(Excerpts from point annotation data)
####################

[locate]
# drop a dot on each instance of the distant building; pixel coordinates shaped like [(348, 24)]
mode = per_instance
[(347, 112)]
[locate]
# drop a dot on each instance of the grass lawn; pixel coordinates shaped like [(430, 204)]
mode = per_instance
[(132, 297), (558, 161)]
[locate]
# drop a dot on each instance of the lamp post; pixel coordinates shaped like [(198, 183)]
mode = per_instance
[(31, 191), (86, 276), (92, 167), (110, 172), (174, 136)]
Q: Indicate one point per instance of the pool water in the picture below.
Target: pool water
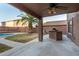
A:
(5, 34)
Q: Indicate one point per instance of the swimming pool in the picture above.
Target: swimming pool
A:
(5, 34)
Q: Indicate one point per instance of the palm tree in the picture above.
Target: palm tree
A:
(28, 18)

####################

Can you print the records exactly, from the line containing "Q: Indicate one point per instance of the pool" through the end of the records, both ends included, leaving the pictures out?

### Task solution:
Q: Indicate one point per instance of the pool water in the picture below.
Target: pool water
A:
(5, 34)
Q: Indicate one point per instance of the swimming pool in the picture above.
Target: swimming pool
A:
(5, 34)
Q: Indicate one point per instance of the palm tree in the picture above.
Target: palm tree
A:
(28, 18)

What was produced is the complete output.